Collected data entries:
-=-=-=-=-

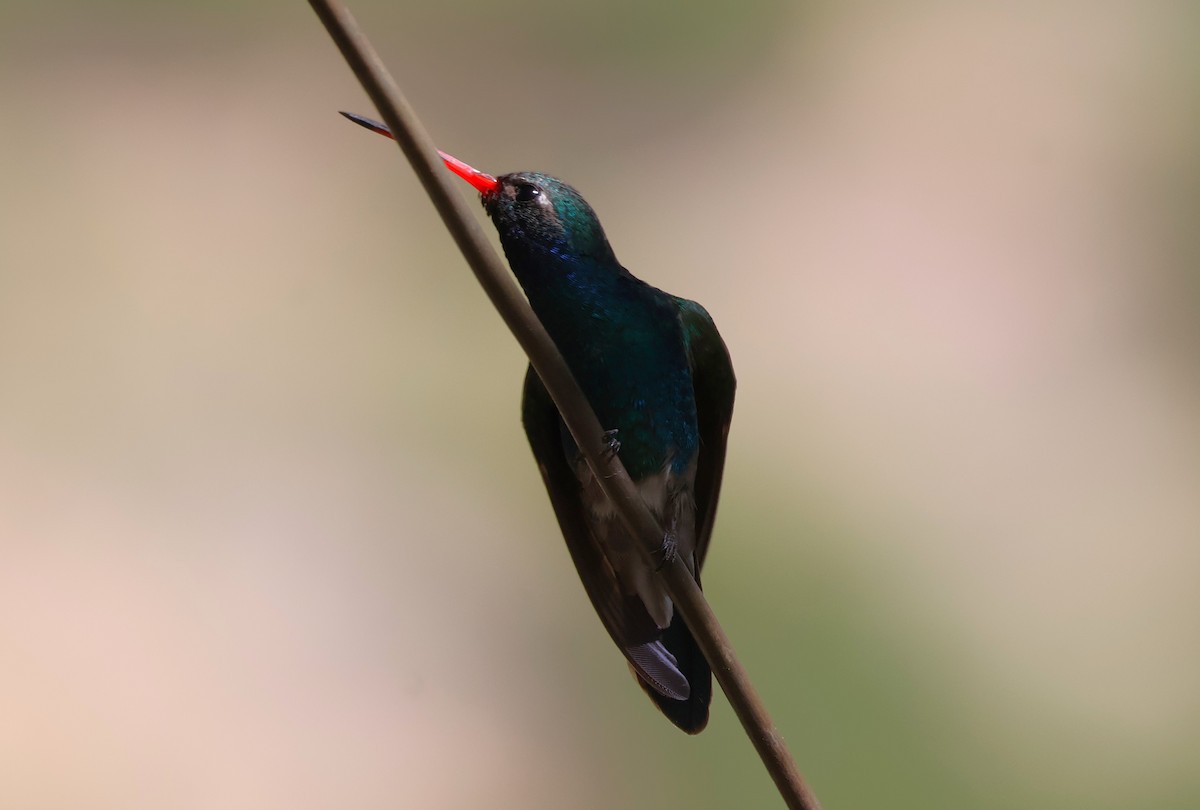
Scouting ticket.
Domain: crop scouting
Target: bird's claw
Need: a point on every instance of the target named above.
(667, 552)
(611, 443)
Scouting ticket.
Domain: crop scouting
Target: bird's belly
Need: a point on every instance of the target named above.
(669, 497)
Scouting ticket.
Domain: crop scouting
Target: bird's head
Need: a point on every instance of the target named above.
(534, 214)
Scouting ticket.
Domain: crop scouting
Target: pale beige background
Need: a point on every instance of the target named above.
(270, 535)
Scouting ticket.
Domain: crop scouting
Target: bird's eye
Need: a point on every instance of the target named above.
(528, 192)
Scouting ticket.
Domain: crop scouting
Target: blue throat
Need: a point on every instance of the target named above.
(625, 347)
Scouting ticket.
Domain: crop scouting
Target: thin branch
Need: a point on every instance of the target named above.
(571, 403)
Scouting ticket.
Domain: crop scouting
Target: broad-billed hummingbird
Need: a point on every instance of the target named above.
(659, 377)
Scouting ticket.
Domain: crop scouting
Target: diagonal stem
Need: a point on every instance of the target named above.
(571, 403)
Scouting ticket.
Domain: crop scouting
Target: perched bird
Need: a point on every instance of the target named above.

-=-=-=-=-

_Given instruction_: Update all of the material above by replacing "crop scouting" with "field scouting" and leaving everything else unchanged. Leave the pictures out of your answer.

_Result of the task_:
Scouting ticket.
Domain: field scouting
Target: bird's claw
Need: a point on every instance of the target named above.
(667, 552)
(611, 443)
Scouting ticket.
Domain: field scouting
Target: bird's belly
Need: a point on every instance of the target named above.
(669, 497)
Scouting ticket.
Domain: field scouting
Target: bird's head
Need: a point on every instance of the target named above.
(534, 214)
Scouting ticket.
Domain: field scouting
Target: pale beige background
Need: a point on every instance of the target named above.
(270, 535)
Scouting ticket.
Domain: field scouting
Target: bird's eye
Need: a point on every instance of the target named above.
(528, 192)
Scouting ticket.
Domain: field scouting
Target: blue throat
Need: a point on every instance of the target named above.
(625, 347)
Scouting ticket.
Domain: field scouting
Target: thin branch
Need: a point on every instance of the target named above.
(571, 403)
Scouting ticket.
Domain: field scouting
Target: broad-billed hummingbird
Need: a point on every instance of the target named above.
(659, 377)
Scouting ticket.
Domain: field scouting
Target: diagonal stem
Need: a point on every instance of the target named above.
(571, 403)
Scouting ticket.
Domain: field scouting
Target: perched bird
Need: a point on every instance of the target named above.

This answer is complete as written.